> _Problem details_: Print each line of the entries below word for word, leaving out the pictures.

════════════════

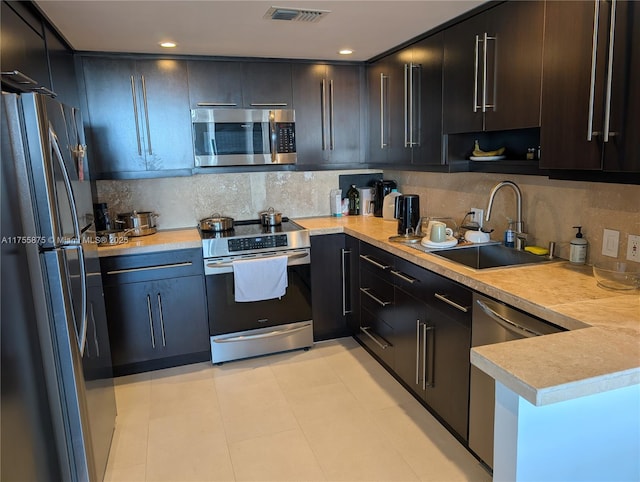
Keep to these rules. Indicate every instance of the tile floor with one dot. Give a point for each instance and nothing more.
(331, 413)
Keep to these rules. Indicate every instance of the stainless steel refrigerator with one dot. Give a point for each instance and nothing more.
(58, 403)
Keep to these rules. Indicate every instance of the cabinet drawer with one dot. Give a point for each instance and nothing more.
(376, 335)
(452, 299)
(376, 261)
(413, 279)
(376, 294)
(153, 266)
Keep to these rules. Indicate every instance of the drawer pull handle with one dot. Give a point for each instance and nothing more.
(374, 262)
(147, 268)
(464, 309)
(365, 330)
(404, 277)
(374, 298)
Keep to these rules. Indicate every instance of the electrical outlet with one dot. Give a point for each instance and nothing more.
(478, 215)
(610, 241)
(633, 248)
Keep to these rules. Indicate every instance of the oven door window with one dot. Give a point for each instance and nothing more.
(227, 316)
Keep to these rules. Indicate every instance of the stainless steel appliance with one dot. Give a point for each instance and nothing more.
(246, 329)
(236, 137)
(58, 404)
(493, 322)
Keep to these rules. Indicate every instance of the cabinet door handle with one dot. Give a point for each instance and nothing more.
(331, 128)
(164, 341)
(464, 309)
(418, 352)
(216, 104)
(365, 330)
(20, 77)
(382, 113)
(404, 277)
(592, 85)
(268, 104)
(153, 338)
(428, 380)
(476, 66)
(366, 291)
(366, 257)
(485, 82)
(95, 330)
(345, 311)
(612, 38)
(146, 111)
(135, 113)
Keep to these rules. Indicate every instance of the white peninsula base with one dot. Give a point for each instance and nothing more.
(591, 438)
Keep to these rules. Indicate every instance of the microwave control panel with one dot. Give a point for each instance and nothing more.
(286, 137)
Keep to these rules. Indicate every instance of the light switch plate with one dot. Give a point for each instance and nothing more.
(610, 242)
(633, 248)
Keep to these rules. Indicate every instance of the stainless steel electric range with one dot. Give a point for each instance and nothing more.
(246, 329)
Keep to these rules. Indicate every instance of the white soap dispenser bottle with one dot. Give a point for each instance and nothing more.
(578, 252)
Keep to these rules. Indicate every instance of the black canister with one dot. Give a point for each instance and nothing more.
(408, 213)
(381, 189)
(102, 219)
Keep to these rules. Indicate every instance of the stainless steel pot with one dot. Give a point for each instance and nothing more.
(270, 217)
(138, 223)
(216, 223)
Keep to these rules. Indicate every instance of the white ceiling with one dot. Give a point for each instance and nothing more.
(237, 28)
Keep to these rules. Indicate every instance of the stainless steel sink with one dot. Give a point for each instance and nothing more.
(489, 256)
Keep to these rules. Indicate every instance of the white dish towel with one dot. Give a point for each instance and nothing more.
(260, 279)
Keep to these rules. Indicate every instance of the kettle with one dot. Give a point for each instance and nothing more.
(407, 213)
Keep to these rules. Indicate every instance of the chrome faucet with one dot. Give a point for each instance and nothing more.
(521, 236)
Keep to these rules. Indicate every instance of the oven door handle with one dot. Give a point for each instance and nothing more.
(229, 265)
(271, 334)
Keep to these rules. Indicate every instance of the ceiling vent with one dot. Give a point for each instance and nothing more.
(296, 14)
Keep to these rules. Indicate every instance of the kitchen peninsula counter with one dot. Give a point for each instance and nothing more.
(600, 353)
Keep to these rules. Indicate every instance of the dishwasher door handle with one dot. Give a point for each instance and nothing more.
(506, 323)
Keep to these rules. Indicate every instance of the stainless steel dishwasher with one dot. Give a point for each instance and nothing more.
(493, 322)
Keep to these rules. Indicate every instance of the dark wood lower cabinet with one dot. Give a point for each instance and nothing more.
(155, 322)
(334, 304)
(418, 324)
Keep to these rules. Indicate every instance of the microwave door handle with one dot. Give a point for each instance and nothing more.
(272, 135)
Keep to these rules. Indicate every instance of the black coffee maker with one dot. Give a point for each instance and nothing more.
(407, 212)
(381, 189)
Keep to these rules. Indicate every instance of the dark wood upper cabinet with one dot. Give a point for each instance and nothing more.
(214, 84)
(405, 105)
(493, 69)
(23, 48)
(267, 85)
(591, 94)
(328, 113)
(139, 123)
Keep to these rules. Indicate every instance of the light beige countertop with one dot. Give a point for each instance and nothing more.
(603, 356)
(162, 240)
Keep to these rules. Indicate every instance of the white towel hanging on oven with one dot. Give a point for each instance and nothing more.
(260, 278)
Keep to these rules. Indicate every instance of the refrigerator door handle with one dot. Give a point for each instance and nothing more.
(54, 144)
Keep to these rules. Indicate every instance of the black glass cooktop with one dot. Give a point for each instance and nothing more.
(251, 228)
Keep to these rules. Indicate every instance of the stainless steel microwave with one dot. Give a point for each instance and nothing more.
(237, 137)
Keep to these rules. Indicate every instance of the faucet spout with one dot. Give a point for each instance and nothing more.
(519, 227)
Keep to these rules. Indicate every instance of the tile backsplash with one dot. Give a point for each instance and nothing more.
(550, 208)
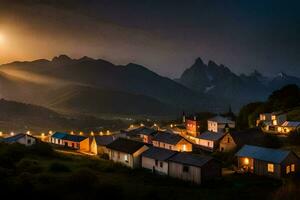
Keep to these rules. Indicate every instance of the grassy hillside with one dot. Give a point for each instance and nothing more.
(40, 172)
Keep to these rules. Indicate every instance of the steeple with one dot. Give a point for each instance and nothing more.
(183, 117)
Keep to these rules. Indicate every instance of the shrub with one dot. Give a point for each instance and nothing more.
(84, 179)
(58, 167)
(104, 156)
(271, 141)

════════════════

> _Reply to the task_:
Keep to these rules. Indicate every instance of the tile floor with one dot. Give a point for each instance and nothing more.
(331, 413)
Keep to these rules. Indicate every instance of the stainless steel refrigerator with one dot. Give a point for each instance and nothing more.
(58, 403)
Keep to these rules. Indicate every instance of the cabinet drawer with one dot. Give a point for each instance and nothing more.
(376, 335)
(452, 299)
(376, 261)
(413, 279)
(376, 294)
(153, 266)
Keep to these rules. Indicate every instance of the drawer pull handle with one dot. Give a point for each instance and nothing more.
(374, 262)
(147, 268)
(464, 309)
(365, 330)
(404, 277)
(374, 298)
Keep to these rules. Indicate every instance of the electrical outlet with one dot. Give a point for each instance and nothing more.
(478, 215)
(610, 241)
(633, 248)
Keep to these rules. Indicate every instance of the oven door window with one dot. Give a point for each instance and nothing more.
(227, 316)
Keep to these rules. Indicate every instance of the stainless steel appliance with one dot. Give a point for each instance and nothing more.
(246, 329)
(236, 137)
(58, 404)
(493, 322)
Keep to these rules. Indicate every instance of the cabinet door handle with one dot. Give a point for each instance and nothing more.
(331, 128)
(164, 341)
(464, 309)
(418, 352)
(216, 104)
(365, 330)
(20, 77)
(382, 113)
(404, 277)
(592, 85)
(268, 104)
(153, 338)
(428, 380)
(476, 66)
(366, 291)
(366, 257)
(485, 82)
(95, 330)
(345, 311)
(612, 38)
(146, 111)
(135, 113)
Keep to these rules. Indicate every instance of the white peninsula base with one dot. Give a point for each instance and nothing more.
(591, 438)
Keep to these rules. Indicate every instance of the microwave control panel with one dot. Give a point for each instance and nothing more.
(286, 137)
Keep to these rules. Indicate every instance of the light switch plate with one dot. Give a point for each instance and nothing more.
(610, 242)
(633, 248)
Keep to these rules. Indicate every instance of the stainless steel electric range with one dot. Give a point for each instance and nothing more.
(246, 329)
Keep to these rules. Indicate every instance of the white soap dispenser bottle with one dot. Give a point for each instance and nothing more.
(578, 252)
Keep to these rules. Indicate every instance of the black canister with one dot. Give a point for each instance and nothing more.
(408, 213)
(381, 189)
(102, 219)
Keep to these rules. Indicate every instance of the stainless steel pot with one dot. Give a point for each instance and nothing more.
(270, 217)
(138, 223)
(216, 223)
Keep to these rules. Indicate every instance of the white ceiling with one dot. Give a point for each instance and nothing more.
(237, 28)
Keep to these rules. Indicate every instance of the stainless steel sink with one dot. Give a point for each instance and nothing more.
(489, 256)
Keep to these rules. Indicate every instance of the white dish towel with one dot. Give a point for each instance and nothing more.
(260, 279)
Keep to these rules. Indicate every instance of the kettle with one dot. Give a point for each instance and nothing more.
(407, 213)
Keep to these rules. Indicate every instance of the chrome faucet with one dot. Give a point for each instance and nothing more.
(521, 236)
Keep to these rules. Indicate every instance of the oven door handle with one dot. Give a point for each instance and nothing more.
(229, 265)
(271, 334)
Keep to these rules. Indicate every instance of the ceiling vent with one dot. Give a point for each instance and nothing more.
(296, 14)
Keep to these rules. Indicate every instance of the kitchen peninsula counter with one dot. Give a point for each instance and nothing more.
(600, 353)
Keep to these rules. Indicate every instance of the dishwasher door handle with one dot. Give a point for each instance and nothing more.
(506, 323)
Keep to these rules. Indicate every instance of the stainless steel dishwasher with one dot. Give a point for each instance and nothing more.
(493, 322)
Keep to these rules. Indicate every instance of the dark wood lower cabinet with one dot. Give a point for each instance and nothing more.
(155, 322)
(334, 304)
(418, 324)
Keep to these rules. Indicate every instance of the microwave door handle with one dot. Give a point for each instance and nothing more.
(272, 135)
Keep to these rules. Indicate every instance of the black coffee maker with one dot. Give a point for each instance and nothing more.
(407, 212)
(381, 189)
Keep to these rules. Indicate every instance of the dark wood upper cabinet with one dot. Give a point for each instance and nothing more.
(214, 84)
(405, 105)
(493, 69)
(23, 48)
(267, 85)
(591, 94)
(328, 113)
(139, 123)
Keep to these rules. Indicate every instance of the light beige countertop with one dot. Give a point for each instance and nothing more.
(603, 356)
(162, 240)
Keep to these rules. Indicate every instance of the white towel hanging on oven with one dot. Give a point for each instance and nothing more.
(260, 278)
Keep to these rules. Indicate every instance of the refrigerator door handle with one dot. Give a point for each instance and nothing more.
(54, 144)
Keep to these rules. Indicate every instance of the black glass cooktop with one dot. Give a point for each instance and nothing more.
(251, 228)
Keep to these rules. Indicate every instance of the stainless steel microwave with one dot. Give a point for each instance and nothing more.
(237, 137)
Keep to these rules. Indicate every instance of the faucet spout with one dot. Give a point for each instance and nothing more.
(519, 227)
Keep to these rules. Indicate every instance of the tile backsplash with one dot. Give a point for each instance and nothing more.
(550, 208)
Keep to these rules. Indicate every instance of the grassy hillside with one dot. Give a point for each instance and nothing more.
(40, 172)
Keep to these rules. Indicate every instance of the steeple with one dot. Give a point for each instance and nothing more.
(183, 117)
Keep to these rules. Indicate every instance of the shrub with one dot. Give a point for each instance and nothing more.
(84, 179)
(58, 167)
(104, 156)
(271, 141)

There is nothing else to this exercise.